▶ PROVIDED RECORDS

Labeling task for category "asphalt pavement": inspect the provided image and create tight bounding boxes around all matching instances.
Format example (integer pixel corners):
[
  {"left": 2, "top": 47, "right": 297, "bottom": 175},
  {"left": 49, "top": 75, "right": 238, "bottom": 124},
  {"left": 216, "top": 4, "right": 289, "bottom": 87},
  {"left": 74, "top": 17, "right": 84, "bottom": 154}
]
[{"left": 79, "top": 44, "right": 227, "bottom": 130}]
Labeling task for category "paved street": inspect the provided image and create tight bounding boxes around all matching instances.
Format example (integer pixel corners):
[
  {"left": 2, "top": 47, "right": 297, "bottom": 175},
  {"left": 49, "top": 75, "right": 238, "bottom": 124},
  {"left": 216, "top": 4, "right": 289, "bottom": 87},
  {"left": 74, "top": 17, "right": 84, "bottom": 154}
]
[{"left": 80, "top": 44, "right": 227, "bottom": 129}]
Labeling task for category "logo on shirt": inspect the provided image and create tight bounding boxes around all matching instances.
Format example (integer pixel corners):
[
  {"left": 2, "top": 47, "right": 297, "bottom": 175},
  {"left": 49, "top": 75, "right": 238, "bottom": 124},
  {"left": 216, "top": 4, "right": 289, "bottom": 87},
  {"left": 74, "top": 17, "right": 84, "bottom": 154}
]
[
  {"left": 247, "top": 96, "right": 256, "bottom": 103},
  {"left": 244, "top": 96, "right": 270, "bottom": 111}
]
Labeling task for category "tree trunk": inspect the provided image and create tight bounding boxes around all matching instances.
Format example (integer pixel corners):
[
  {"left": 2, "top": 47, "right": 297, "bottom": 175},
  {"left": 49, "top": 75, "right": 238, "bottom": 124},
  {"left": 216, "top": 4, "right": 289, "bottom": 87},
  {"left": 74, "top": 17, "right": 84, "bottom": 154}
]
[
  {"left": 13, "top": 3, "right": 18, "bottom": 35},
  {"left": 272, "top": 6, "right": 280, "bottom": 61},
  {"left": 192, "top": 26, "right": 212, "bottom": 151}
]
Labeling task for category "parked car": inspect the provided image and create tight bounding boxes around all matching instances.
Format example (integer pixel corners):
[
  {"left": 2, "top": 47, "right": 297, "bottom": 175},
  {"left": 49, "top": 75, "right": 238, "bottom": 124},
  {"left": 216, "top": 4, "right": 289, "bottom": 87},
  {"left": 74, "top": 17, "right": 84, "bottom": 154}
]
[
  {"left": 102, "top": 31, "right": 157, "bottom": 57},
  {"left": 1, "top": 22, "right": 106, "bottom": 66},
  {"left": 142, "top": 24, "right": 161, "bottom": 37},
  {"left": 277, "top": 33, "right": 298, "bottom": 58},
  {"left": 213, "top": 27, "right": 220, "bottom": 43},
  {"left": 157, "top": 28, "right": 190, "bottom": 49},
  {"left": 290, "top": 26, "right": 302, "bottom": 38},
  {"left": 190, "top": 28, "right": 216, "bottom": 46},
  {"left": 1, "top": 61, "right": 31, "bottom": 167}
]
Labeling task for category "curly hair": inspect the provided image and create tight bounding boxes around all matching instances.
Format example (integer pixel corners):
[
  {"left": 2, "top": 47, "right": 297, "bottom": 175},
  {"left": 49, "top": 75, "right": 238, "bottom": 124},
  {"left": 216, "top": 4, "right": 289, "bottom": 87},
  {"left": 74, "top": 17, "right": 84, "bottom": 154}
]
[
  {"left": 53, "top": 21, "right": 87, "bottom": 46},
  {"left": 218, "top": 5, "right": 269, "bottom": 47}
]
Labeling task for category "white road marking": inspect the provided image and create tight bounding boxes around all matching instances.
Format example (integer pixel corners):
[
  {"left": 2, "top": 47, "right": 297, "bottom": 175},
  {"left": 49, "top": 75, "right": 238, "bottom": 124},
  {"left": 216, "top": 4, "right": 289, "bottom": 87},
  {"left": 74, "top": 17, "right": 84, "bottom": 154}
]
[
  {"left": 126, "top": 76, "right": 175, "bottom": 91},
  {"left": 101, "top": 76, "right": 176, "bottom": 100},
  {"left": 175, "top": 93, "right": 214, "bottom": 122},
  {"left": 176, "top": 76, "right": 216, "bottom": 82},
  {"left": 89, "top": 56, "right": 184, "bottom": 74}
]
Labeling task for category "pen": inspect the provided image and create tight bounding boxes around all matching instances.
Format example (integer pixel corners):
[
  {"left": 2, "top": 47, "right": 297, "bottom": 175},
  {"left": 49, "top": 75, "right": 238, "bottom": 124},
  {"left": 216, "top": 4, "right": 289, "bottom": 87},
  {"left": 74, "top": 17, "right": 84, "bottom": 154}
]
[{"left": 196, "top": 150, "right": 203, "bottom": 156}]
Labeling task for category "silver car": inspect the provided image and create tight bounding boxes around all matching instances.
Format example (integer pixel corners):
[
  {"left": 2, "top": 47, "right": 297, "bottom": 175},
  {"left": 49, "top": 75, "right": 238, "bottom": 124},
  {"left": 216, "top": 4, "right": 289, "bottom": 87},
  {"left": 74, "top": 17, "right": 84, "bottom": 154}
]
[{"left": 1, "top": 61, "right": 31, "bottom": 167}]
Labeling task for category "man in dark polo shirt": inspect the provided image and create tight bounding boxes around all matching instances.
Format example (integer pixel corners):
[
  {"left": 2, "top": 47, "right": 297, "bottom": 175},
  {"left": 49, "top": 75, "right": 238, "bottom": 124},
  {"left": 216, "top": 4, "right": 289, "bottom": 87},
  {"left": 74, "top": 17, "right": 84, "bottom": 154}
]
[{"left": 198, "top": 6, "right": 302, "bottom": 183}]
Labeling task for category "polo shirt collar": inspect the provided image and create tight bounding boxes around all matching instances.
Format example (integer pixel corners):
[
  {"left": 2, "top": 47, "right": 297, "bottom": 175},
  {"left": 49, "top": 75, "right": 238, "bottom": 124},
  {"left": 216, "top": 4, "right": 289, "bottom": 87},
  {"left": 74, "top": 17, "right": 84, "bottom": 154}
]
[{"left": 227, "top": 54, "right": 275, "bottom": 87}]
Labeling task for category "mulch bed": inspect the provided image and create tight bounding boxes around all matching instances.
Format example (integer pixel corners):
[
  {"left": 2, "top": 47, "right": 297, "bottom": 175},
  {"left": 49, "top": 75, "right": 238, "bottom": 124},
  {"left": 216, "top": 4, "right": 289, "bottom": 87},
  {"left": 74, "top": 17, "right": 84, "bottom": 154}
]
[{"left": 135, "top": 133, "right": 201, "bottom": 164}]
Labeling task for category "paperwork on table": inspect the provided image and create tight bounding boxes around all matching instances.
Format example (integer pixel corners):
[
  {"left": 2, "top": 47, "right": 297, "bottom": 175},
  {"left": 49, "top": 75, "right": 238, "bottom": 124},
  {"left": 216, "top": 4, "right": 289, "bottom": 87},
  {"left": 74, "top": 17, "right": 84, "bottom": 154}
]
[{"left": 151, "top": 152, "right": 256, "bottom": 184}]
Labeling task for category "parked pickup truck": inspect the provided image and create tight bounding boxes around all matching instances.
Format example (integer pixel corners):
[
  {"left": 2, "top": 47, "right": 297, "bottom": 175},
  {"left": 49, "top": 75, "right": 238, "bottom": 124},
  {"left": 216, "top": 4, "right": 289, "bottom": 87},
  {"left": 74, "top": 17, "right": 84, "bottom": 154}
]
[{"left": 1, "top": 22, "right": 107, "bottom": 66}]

▶ WRITTEN EXERCISE
Retype every entry word for word.

▶ EXERCISE RESULT
Labeling task for category "asphalt pavement": inspect the provided image and create tight bounding boxes around all matching instances.
Format example (integer pixel corners):
[
  {"left": 2, "top": 47, "right": 297, "bottom": 175},
  {"left": 49, "top": 75, "right": 238, "bottom": 124},
  {"left": 216, "top": 4, "right": 289, "bottom": 87},
  {"left": 74, "top": 17, "right": 84, "bottom": 154}
]
[{"left": 79, "top": 44, "right": 227, "bottom": 130}]
Labeling task for category "paved street": inspect the provided image and create tight bounding boxes around all matching instances.
Format example (integer pixel corners):
[
  {"left": 2, "top": 47, "right": 297, "bottom": 175},
  {"left": 49, "top": 75, "right": 238, "bottom": 124},
  {"left": 216, "top": 4, "right": 289, "bottom": 87},
  {"left": 74, "top": 17, "right": 84, "bottom": 154}
]
[{"left": 80, "top": 44, "right": 227, "bottom": 129}]
Labeling task for category "logo on shirt": inspect the provided image and create tight bounding boxes around all matching instances.
Format example (integer pixel corners):
[
  {"left": 2, "top": 47, "right": 297, "bottom": 175},
  {"left": 49, "top": 75, "right": 238, "bottom": 124},
  {"left": 216, "top": 4, "right": 289, "bottom": 87},
  {"left": 74, "top": 17, "right": 84, "bottom": 154}
]
[
  {"left": 247, "top": 96, "right": 256, "bottom": 103},
  {"left": 244, "top": 96, "right": 270, "bottom": 111}
]
Labeling task for category "tree trunk": inspect the provided image and create tight bounding boxes around all matching instances.
Format example (integer pixel corners):
[
  {"left": 2, "top": 47, "right": 297, "bottom": 175},
  {"left": 49, "top": 75, "right": 238, "bottom": 124},
  {"left": 216, "top": 4, "right": 289, "bottom": 87},
  {"left": 74, "top": 17, "right": 84, "bottom": 154}
]
[
  {"left": 13, "top": 3, "right": 18, "bottom": 35},
  {"left": 272, "top": 6, "right": 280, "bottom": 61},
  {"left": 192, "top": 26, "right": 212, "bottom": 151}
]
Labeling task for category "parked car": inspect the provided image and create tight bounding boxes around all matching instances.
Format example (integer pixel corners):
[
  {"left": 2, "top": 47, "right": 297, "bottom": 175},
  {"left": 49, "top": 75, "right": 238, "bottom": 124},
  {"left": 216, "top": 4, "right": 289, "bottom": 87},
  {"left": 74, "top": 17, "right": 84, "bottom": 154}
]
[
  {"left": 102, "top": 31, "right": 157, "bottom": 57},
  {"left": 1, "top": 22, "right": 106, "bottom": 66},
  {"left": 142, "top": 24, "right": 161, "bottom": 37},
  {"left": 277, "top": 33, "right": 298, "bottom": 58},
  {"left": 213, "top": 27, "right": 220, "bottom": 43},
  {"left": 157, "top": 28, "right": 190, "bottom": 49},
  {"left": 290, "top": 26, "right": 302, "bottom": 38},
  {"left": 190, "top": 28, "right": 216, "bottom": 46},
  {"left": 1, "top": 61, "right": 31, "bottom": 167}
]
Labeling task for category "curly hair": inspect the provided image and create tight bounding boxes around all matching instances.
Format example (integer pixel corners):
[
  {"left": 2, "top": 47, "right": 297, "bottom": 175},
  {"left": 49, "top": 75, "right": 238, "bottom": 124},
  {"left": 216, "top": 4, "right": 289, "bottom": 87},
  {"left": 74, "top": 17, "right": 84, "bottom": 154}
]
[
  {"left": 53, "top": 21, "right": 87, "bottom": 46},
  {"left": 218, "top": 5, "right": 269, "bottom": 47}
]
Labeling task for category "white road marking": inspect the provided image and create tight bounding boxes around all matching instances.
Format example (integer pixel corners):
[
  {"left": 2, "top": 47, "right": 297, "bottom": 175},
  {"left": 49, "top": 75, "right": 238, "bottom": 124},
  {"left": 216, "top": 4, "right": 289, "bottom": 87},
  {"left": 74, "top": 17, "right": 84, "bottom": 154}
]
[
  {"left": 126, "top": 76, "right": 175, "bottom": 91},
  {"left": 101, "top": 76, "right": 176, "bottom": 100},
  {"left": 175, "top": 93, "right": 214, "bottom": 122},
  {"left": 176, "top": 76, "right": 216, "bottom": 82},
  {"left": 89, "top": 56, "right": 184, "bottom": 74}
]
Labeling task for category "pen": inspect the provided image and create tight bounding boxes around all matching instances.
Format example (integer pixel corners):
[
  {"left": 2, "top": 47, "right": 297, "bottom": 175},
  {"left": 49, "top": 75, "right": 238, "bottom": 124},
  {"left": 216, "top": 4, "right": 289, "bottom": 87},
  {"left": 74, "top": 17, "right": 84, "bottom": 154}
]
[{"left": 196, "top": 150, "right": 203, "bottom": 156}]
Labeling task for category "silver car": inspect the provided image and create tight bounding boxes around all matching instances.
Format example (integer pixel corners):
[
  {"left": 2, "top": 47, "right": 297, "bottom": 175},
  {"left": 49, "top": 75, "right": 238, "bottom": 124},
  {"left": 216, "top": 4, "right": 289, "bottom": 87},
  {"left": 74, "top": 17, "right": 84, "bottom": 154}
]
[{"left": 1, "top": 61, "right": 31, "bottom": 167}]
Labeling task for category "man in dark polo shirt": inspect the provided image and create tight bounding boxes around all matching instances.
Format example (integer pixel corners):
[
  {"left": 2, "top": 47, "right": 297, "bottom": 175},
  {"left": 49, "top": 75, "right": 238, "bottom": 124},
  {"left": 216, "top": 4, "right": 289, "bottom": 87},
  {"left": 74, "top": 17, "right": 84, "bottom": 154}
]
[{"left": 198, "top": 6, "right": 302, "bottom": 183}]
Labeling task for category "polo shirt collar": inspect the provided image and create tight bounding boxes around all matching instances.
Format example (integer pixel corners):
[
  {"left": 2, "top": 47, "right": 297, "bottom": 175},
  {"left": 49, "top": 75, "right": 238, "bottom": 124},
  {"left": 216, "top": 4, "right": 289, "bottom": 87},
  {"left": 74, "top": 17, "right": 84, "bottom": 154}
]
[{"left": 227, "top": 54, "right": 275, "bottom": 87}]
Labeling task for category "mulch bed": inspect the provided image and create tight bounding boxes around all matching instances.
Format example (integer pixel corners):
[
  {"left": 2, "top": 47, "right": 297, "bottom": 175},
  {"left": 49, "top": 75, "right": 238, "bottom": 124},
  {"left": 216, "top": 4, "right": 289, "bottom": 87},
  {"left": 74, "top": 17, "right": 84, "bottom": 154}
]
[{"left": 135, "top": 133, "right": 201, "bottom": 164}]
Labeling task for category "paperwork on table": inspect the provided image and create tight bounding boxes around all matching instances.
Format example (integer pixel corners):
[
  {"left": 2, "top": 47, "right": 297, "bottom": 175},
  {"left": 49, "top": 75, "right": 238, "bottom": 124},
  {"left": 216, "top": 4, "right": 289, "bottom": 87},
  {"left": 74, "top": 17, "right": 84, "bottom": 154}
]
[{"left": 151, "top": 152, "right": 256, "bottom": 184}]
Labeling task for category "parked pickup truck": inspect the provided image and create tight bounding boxes around all matching instances.
Format example (integer pixel corners):
[
  {"left": 2, "top": 47, "right": 297, "bottom": 175},
  {"left": 49, "top": 75, "right": 238, "bottom": 124},
  {"left": 216, "top": 4, "right": 289, "bottom": 87},
  {"left": 74, "top": 17, "right": 84, "bottom": 154}
]
[{"left": 1, "top": 22, "right": 107, "bottom": 66}]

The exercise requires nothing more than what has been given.